### ТЕКСТ ДОКУМЕНТА
⟨

О завершении капиталистической эпохи, эпохи Модерна, на Западе заговорили еще в 1980-е гг. Были высказаны различные взгляды на перспективы развития западного общества с учетом имеющегося исторического наследия и анализа возникавших элементов очевидно новой общественной системы, обладавшей иными качествами, нежели индустриальная формация. В конце XX — начале XXI в. проявления этого процесса становились все более яркими и многочисленными. Каковы основания для постановки вопроса о кризисе современной системы?

Прежде всего, следует отметить «девальвацию» ее основного принципа — принципа прибыли как основы накопления капитала, что еще недавно считалось очевидной и самодостаточной целью для современного индустриального общества. И. Валлерстайн в своих лекциях в ноябре 2004 г. отмечал: «сегодня прибыль в глобальном масштабе снижается и тем самым затрудняет способность к постоянному и значимому накоплению капитала. Это в свою очередь разрушает raison d'etre капиталистической системы и ведет к структурному кризису, переживаемому сегодня» [7, с. 37].

Явным показателем кризиса стали антисистемные явления в 1968 г. на европейском континенте (революционные выступления во Франции против капиталистического типа современного общества; в СССР, Чехословакии и других социалистических странах — против коммунистического типа).

Происходит поляризация в социальной сфере. И на Западе, и на Востоке возрастает степень концентрации бедности и богатства. Попытка политической и корпоративной элиты США в начале XXI в. выйти из назревающего системного кризиса с помощью «капитализма катастроф» (Н. Кляйн) оказалась малоуспешной.

⟩

### НЕОБХОДИМЫЕ ДЕЙСТВИЯ
A: Перечислите все государства, упомянутые в тексте о кризисе капиталистической системы.
B: Перепишите без изменений фрагмент текста о кризисе капиталистической системы от слов «Явным показателем кризиса» до слов «Кляйн) оказалась малоуспешной.».

### ИСХОДНЫЕ ДАННЫЕ
⟨

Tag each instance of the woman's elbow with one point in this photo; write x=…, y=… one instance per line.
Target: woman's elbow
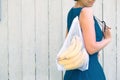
x=91, y=50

⟩

### НАБОР РЕШЕНИЙ
A: Франция, СССР, Чехословакия, США.

B:
Явным показателем кризиса стали антисистемные явления в 1968 г. на европейском континенте (революционные выступления во Франции против капиталистического типа современного общества; в СССР, Чехословакии и других социалистических странах — против коммунистического типа).

Происходит поляризация в социальной сфере. И на Западе, и на Востоке возрастает степень концентрации бедности и богатства. Попытка политической и корпоративной элиты США в начале XXI в. выйти из назревающего системного кризиса с помощью «капитализма катастроф» (Н. Кляйн) оказалась малоуспешной.